▸ **EXERCISE**: Transcribe the passage of the LLM reconciliation post below from "Deduplication as a" to "they are duplicates.", keeping every word and mark the same.

▸ **EXTRACTED TEXT**:
+ + + + +
The defense is to give the model permission to refuse:
If the resume and the profile are drastically different or do not appear to
belong to the same person, do not provide any changes. Instead, provide a
reason explaining why the resume cannot be reconciled into the profile.
This rule changes the output contract. The change set schema needs an optional reason-for-refusal field. The application has to handle the empty-change-set case as a signal to stop, not as a success. The UI has to present the reason to the user so they can correct the underlying mistake.
In sampling, the model catches identity mismatches reliably when the mismatch is large. It does not catch them when the two careers are plausibly similar — a risk I accept because the alternative, manual review of every change set, is not viable at scale.
Deduplication as a first-class concern
The conversational flow introduced a failure mode the resume flow did not have. Users re-add jobs they already have. They mean to update an existing entry and create a duplicate instead. They paste the same certification twice. Any system that accepts user-generated changes to a profile has to deduplicate as part of the reconciliation.
Before generating add operations, check the existing profile for entries that
match the proposed addition by a combination of title/name, employer/issuer,
and date range. If a match is found, generate an update operation against
the existing entry instead of an add operation. If the existing profile
contains multiple entries that are duplicates of each other, keep the most
detailed entry and generate remove operations for the others with a reason
indicating that they are duplicates.
Two things to notice. The match is on a combination of fields, not exact equality, because users will re-type "Google" as "Google Inc." and expect the system to recognize them as the same. The duplicate-removal rule is symmetric — the model cleans up pre-existing duplicates in the profile, not only duplicates introduced by the current change set. This turns each reconciliation pass into an opportunity to improve data quality.
The validation layer the prompt cannot replace
Every prompt rule above has a corresponding code-level check that runs after the model responds. ID verification confirms that every referenced ID exists in the current profile. Enum validation checks that all controlled-vocabulary fields contain allowed values. The identity mismatch check treats an empty change set as a structured signal, not an error. The deduplication check rejects add operations that would create duplicates the model missed.
The model is instructed correctly. The system does not trust the instruction to hold. These are not redundant — they are defense in depth. The prompt reduces the failure rate; the validation layer bounds the damage when failures occur anyway.
The meta-pattern
Looking at these rules together, a pattern emerges. Each one encodes a piece of domain knowledge that the model does not have and will not derive. The model knows what a resume looks like. It does not know that certifications are routinely omitted from resumes but should persist in profiles. The model knows how to parse dates. It does not know what year it is unless you tell it. The model knows what a degree is. It does not know which specific degree strings your schema accepts.
The prompt is the place where domain knowledge meets model capability. Every failure in this post started as domain knowledge I had but had not written down. Every fix is the same knowledge, translated into language specific enough that the model cannot ignore it.
The implementation effort on a system like this is not in the code that calls the LLM. The code is a few hundred lines at most. The effort is in discovering, articulating, and maintaining the specification of invariants that the prompt encodes. That specification is the actual artifact. The model is the interpreter.
This concludes the two-part series on LLM reconciliation. Part 1 covers the conceptual framing — why reconciliation is the right mental model and how the output schema reflects it. This post covers the specific failure modes and the fixes that held in production.
+ + + + +
▸ **RECORD SET**:
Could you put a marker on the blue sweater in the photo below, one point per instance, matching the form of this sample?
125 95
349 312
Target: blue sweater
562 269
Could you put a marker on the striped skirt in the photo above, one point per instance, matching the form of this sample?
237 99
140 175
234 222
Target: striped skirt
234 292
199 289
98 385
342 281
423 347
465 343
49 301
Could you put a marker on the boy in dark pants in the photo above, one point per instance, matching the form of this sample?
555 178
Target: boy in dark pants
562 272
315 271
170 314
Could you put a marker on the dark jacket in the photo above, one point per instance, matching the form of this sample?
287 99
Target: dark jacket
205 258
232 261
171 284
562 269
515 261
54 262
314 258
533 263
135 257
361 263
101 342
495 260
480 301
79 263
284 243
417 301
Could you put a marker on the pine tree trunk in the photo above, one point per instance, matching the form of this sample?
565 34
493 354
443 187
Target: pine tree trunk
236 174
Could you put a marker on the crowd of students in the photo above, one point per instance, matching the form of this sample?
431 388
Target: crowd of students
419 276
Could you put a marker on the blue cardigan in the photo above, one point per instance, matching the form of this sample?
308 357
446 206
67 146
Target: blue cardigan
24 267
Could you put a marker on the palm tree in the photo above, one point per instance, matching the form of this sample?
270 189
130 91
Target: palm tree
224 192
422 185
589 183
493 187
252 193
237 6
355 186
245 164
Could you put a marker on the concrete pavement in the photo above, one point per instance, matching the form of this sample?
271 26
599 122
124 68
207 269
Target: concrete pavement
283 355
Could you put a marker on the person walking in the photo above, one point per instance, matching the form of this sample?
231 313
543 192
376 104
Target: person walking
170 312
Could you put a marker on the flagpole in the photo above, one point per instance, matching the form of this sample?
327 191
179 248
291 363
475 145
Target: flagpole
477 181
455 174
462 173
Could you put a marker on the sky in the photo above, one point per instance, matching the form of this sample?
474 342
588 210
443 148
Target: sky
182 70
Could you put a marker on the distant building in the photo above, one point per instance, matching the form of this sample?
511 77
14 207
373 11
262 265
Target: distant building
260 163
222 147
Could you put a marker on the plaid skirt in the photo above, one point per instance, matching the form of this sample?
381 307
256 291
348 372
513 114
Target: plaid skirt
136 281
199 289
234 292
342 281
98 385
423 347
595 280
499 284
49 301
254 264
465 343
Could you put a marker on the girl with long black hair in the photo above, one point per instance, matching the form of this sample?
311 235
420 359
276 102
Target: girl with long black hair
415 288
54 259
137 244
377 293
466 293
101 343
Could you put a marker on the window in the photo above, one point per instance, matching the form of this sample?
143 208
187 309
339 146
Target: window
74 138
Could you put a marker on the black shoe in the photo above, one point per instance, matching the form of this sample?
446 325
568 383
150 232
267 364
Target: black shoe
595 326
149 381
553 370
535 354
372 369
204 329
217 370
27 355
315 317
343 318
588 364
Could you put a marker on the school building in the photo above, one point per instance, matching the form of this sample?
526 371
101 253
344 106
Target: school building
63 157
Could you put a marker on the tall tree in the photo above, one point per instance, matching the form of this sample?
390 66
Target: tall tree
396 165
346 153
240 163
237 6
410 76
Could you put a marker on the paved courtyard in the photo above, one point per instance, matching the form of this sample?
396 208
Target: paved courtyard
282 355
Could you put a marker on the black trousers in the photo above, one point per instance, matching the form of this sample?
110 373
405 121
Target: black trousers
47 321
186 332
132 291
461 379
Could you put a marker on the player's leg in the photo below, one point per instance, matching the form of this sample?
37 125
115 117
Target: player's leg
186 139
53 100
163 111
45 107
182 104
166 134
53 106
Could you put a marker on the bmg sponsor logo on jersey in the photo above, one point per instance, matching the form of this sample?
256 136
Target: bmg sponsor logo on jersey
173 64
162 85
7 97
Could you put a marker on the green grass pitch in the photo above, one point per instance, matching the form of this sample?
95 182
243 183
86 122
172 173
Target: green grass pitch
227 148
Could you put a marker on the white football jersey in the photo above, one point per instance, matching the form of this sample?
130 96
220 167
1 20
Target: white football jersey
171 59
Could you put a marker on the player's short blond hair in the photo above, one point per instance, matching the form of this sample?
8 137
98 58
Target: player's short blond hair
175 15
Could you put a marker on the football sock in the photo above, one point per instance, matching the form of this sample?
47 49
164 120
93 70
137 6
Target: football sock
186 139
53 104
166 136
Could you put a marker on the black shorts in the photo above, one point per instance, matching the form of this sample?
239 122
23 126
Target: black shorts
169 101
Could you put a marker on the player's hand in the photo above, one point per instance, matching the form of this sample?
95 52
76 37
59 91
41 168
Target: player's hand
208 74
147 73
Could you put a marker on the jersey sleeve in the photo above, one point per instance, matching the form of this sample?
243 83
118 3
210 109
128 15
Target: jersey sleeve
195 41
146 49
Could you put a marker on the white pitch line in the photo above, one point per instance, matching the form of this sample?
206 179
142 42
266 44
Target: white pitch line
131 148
+ + + + +
▸ **EXERCISE OUTPUT**:
Deduplication as a first-class concern
The conversational flow introduced a failure mode the resume flow did not have. Users re-add jobs they already have. They mean to update an existing entry and create a duplicate instead. They paste the same certification twice. Any system that accepts user-generated changes to a profile has to deduplicate as part of the reconciliation.
Before generating add operations, check the existing profile for entries that
match the proposed addition by a combination of title/name, employer/issuer,
and date range. If a match is found, generate an update operation against
the existing entry instead of an add operation. If the existing profile
contains multiple entries that are duplicates of each other, keep the most
detailed entry and generate remove operations for the others with a reason
indicating that they are duplicates.